_Consigne_
Reprenez l'interview de Stanley Kwan et poursuivez-la à partir de sa dernière phrase.

Interview Stanley Kwan

Introduction

Stanley Kwan n'est sûrement pas le réalisateur Hong Kongais le plus prolifique, avec 12 films en 20 ans de carrière. Mais son statut d'auteur en fait assurément une figure importante dans une industrie où le cinéma indépendant n'a que peu de place. Reconnu en occident depuis la présence de Center Stage au Festival de Berlin, le réalisateur / producteur était l'invité du Festival de Paris et du Forum des Images pour une rétrospective. Nous l'avions manqué de peu il y a deux ans lors de sa venue à Paris pour la production de Floating Landscape, cette occasion aura donc été la bonne. Voici donc une interview chronologique "un film une question" hélas non exhaustive, mais tout à fait enrichissante.

L'interview

Cinémasie: Votre premier film, “Women” est aujourd'hui quasiment introuvable. Pourriez-vous nous en dire un peu plus à son sujet?

Stanley Kwan: “Women” est un film produit par la Shaw Brothers. Après son passage en salles, la Shaw Brothers a récupéré la copie, et aucun VCD ou DVD n'a été distribué. Cependant, cela va être le cas très bientôt. La Shaw Brothers collabore avec une entreprise Malaysienne, Celestial Pictures, qui a acheté tout le catalogue Shaw Brothers, et utilise des techniques numériques pour restaurer les films. La restoration de Women est presque terminée, il va être disponible en DVD très bientôt.

Ce n'est pas le seul film dans votre filmographie à ne pas être disponible dans de bonnes conditions. Le suivant, Love Unto Wastes, est disponible en VCD de qualité plus que moyenne par exemple.

On peut encore trouver quelques DVDs de qualité décente de Love Unto Waste à Hong Kong. Mais effectivement, ce n'est pas le seul film sans support décent... à moins que je fasse comme Wong Kar Wai, en dépensant de grosses sommes pour récupérer les droits sur les films chez les différents producteurs. Puis en travaillant sur la restoration du film par moi-même. Mais en même temps, je n'ai pas les moyens de faire tout cela, et chaque société de production a sa propre politique pour gérer un film.

En fait, je pense que c'est ce qui se passait quand on débutait le métier de réalisateur dans les années 80, on travaillait pour un studio, pour quelques grands noms de la production. En tant que réalisateur, mon travail consistait seulement à finir le tournage du film. Tout ce qui concernait la distribution, le marketing, les produits dérivés, nous les réalisateurs n'avions aucun droit de regard dessus.

Love Unto Waste est un film assez triste, tout comme la plupart de vos films. Etait-ce lié à votre caractère ou état d'esprit à l'époque? Ou bien êtes vous plutôt quelqu'un de joyeux?

_Liste des données_
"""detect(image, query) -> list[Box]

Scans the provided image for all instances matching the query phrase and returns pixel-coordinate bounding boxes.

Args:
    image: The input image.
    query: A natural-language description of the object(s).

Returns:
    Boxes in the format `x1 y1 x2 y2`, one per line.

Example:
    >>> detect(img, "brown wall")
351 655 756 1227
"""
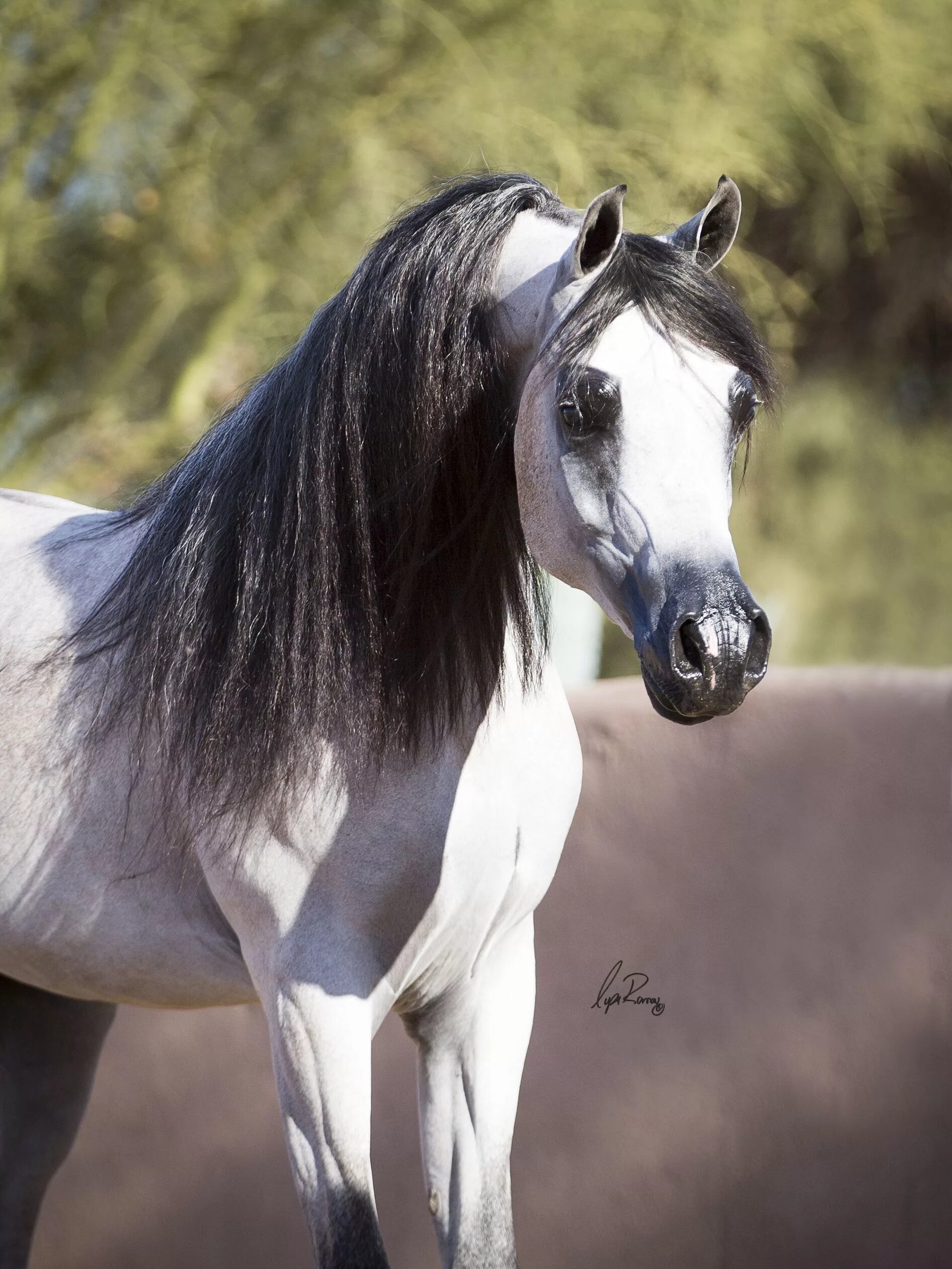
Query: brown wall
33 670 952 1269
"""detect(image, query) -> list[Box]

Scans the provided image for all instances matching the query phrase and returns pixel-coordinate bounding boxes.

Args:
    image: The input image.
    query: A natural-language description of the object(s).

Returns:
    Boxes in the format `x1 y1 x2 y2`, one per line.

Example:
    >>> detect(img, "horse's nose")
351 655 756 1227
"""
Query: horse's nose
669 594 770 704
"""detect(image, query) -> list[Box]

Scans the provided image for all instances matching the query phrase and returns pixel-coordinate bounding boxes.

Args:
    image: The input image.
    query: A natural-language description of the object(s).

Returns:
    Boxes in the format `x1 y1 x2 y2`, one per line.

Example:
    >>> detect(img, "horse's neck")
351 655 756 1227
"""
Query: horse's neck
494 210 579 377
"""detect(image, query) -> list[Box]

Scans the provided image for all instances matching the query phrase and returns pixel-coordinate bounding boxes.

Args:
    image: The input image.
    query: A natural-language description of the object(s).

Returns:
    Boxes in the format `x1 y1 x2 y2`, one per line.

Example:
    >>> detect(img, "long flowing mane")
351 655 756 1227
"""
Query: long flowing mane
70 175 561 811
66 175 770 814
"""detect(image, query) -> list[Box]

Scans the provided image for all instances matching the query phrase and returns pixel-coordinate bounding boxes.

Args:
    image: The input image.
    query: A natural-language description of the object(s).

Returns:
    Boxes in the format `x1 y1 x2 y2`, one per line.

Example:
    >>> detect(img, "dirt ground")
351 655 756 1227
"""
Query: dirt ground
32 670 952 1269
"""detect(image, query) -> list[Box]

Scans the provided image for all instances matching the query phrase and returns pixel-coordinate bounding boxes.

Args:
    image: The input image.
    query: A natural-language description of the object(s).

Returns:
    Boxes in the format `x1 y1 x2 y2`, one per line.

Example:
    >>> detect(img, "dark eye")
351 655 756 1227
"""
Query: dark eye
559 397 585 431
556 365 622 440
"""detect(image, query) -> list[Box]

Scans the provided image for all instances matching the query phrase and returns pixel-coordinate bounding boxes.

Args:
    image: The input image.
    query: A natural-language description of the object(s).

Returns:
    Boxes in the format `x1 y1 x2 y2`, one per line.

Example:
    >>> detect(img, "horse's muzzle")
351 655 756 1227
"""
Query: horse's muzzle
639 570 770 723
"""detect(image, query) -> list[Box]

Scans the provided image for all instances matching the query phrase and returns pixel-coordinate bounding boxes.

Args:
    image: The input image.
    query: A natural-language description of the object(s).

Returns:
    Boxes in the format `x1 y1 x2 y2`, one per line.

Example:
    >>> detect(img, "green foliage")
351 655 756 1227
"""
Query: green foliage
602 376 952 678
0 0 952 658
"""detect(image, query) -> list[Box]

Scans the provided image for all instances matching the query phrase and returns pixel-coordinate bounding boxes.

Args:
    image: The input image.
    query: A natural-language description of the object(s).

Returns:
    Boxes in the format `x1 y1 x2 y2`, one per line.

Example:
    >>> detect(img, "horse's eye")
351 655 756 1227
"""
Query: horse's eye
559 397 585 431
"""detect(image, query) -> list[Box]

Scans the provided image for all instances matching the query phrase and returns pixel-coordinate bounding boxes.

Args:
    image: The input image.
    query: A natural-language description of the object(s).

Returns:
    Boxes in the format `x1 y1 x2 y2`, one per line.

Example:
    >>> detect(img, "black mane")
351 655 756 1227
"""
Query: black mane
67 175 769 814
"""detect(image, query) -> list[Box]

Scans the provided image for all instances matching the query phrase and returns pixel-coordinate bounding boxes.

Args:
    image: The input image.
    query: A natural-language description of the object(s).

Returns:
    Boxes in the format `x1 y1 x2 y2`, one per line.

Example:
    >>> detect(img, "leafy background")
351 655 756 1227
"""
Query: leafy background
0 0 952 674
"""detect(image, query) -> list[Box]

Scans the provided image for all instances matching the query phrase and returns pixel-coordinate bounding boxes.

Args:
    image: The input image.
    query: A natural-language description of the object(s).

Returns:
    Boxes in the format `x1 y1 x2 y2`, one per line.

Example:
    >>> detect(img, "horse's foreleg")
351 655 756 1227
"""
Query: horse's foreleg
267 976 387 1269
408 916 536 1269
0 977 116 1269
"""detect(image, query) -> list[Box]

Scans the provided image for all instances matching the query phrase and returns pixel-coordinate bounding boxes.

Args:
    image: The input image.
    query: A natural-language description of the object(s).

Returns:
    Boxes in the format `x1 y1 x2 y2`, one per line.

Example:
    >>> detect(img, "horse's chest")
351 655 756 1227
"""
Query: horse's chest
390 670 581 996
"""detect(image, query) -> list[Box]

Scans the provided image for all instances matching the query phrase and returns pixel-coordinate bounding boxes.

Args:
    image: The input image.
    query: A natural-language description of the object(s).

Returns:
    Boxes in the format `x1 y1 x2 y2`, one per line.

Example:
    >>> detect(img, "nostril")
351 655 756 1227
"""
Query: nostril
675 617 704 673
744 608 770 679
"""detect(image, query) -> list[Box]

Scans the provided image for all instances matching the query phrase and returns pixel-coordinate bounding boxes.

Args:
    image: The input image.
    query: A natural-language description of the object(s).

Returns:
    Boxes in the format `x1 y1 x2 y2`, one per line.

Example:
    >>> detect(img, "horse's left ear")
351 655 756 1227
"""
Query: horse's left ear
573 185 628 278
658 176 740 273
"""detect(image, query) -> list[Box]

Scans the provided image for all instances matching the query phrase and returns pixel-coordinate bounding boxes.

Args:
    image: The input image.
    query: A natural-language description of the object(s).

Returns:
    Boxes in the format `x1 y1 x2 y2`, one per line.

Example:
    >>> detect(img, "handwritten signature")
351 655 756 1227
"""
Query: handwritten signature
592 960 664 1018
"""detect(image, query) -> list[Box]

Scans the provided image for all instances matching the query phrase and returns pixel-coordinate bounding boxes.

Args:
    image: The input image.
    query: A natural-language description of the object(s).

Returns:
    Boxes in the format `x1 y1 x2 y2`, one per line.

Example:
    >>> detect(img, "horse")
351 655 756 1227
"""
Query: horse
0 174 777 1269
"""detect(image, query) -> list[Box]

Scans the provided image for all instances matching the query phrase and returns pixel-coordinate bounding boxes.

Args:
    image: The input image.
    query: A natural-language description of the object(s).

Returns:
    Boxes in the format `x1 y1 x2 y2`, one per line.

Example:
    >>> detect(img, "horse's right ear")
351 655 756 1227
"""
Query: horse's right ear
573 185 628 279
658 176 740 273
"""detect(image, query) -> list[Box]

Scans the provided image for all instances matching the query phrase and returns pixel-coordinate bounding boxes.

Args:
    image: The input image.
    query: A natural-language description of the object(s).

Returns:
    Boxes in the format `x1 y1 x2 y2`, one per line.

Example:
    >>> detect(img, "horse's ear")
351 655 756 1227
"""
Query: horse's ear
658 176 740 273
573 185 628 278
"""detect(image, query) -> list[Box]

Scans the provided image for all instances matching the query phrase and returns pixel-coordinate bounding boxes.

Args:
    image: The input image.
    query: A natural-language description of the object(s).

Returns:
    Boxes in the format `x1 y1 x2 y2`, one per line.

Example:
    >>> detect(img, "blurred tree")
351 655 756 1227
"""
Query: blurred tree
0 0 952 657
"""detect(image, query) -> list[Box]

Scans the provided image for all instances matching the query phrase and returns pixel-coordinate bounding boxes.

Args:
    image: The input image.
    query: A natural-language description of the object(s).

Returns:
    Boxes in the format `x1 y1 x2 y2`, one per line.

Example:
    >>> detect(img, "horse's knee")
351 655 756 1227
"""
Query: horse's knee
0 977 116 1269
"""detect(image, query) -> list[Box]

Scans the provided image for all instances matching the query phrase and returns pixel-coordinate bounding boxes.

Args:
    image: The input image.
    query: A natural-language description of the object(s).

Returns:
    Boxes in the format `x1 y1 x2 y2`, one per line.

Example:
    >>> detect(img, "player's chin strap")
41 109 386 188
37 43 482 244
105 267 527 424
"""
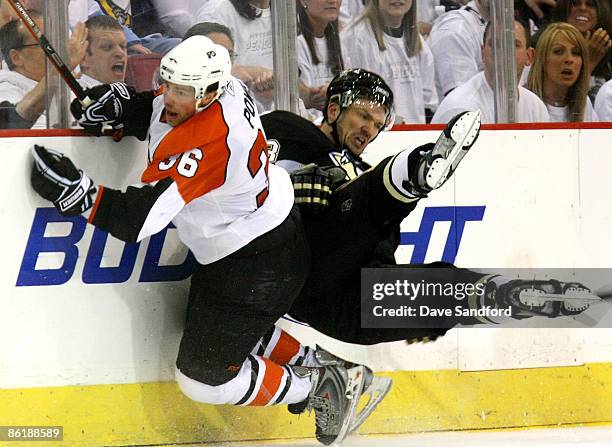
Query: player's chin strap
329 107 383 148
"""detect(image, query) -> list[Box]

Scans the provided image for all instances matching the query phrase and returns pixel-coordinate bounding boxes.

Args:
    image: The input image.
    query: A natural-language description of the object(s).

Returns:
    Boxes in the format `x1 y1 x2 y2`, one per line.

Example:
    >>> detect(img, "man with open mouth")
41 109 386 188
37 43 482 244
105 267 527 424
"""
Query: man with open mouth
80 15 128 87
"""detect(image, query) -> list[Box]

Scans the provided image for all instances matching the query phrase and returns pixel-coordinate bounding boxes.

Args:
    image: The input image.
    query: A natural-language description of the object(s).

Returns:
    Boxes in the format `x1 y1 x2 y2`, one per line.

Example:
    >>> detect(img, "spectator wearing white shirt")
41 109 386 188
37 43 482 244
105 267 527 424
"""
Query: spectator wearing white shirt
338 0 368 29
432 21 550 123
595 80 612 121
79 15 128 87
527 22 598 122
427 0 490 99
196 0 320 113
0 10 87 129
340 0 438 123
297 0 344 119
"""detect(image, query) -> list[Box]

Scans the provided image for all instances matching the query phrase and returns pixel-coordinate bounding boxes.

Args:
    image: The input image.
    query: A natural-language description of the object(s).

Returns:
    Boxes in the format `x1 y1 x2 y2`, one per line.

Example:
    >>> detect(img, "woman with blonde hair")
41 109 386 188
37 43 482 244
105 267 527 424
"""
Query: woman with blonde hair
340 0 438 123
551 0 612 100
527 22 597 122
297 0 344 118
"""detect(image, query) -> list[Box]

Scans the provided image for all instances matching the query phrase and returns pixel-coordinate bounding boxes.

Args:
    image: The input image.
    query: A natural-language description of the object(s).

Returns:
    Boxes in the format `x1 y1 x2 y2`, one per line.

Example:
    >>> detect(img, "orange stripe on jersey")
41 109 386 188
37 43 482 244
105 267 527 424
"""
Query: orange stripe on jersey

_Résultat de l'exercice_
Quand j'ai tourné Love Unto Wastes, je devais avoir 28 ou 29 ans. Maintenant j'en ai 48. Je pense que chaque réalisateur, chaque personne en fait, traverse différentes étapes dans sa vie. Je dois avouer que lorsque j'ai tourné Women, Love Unto Wastes, même Rouge et Center Stage, j'avais la conviction très arrêtée que la réalisation d'un film était un événement très important dans ma vie. Je devais m'améliorer à chaque étape, je devais être extrêmement minutieux, transmettre mes sentiments personnels au public de façon très sérieuse. Mais je pense que maintenant j'ai passé cette étape.



Durant le tournage de Love Unto Waste, au niveau des relations avec l'équipe, je n'étais pas une personne qui possédait beaucoup de confiance en elle-même. Maintenant cela s'est amélioré. Le travail de réalisateur, c'est beaucoup de relationnel et à différents niveaux. Il faut communiquer avec le producteur, communiquer avec les financiers, communiquer avec les gens de l'équipe, etc... Et je pense que j'étais très faible dans ma gestion de ces relations. Je me sentais oppressé à l'époque, la plupart du temps.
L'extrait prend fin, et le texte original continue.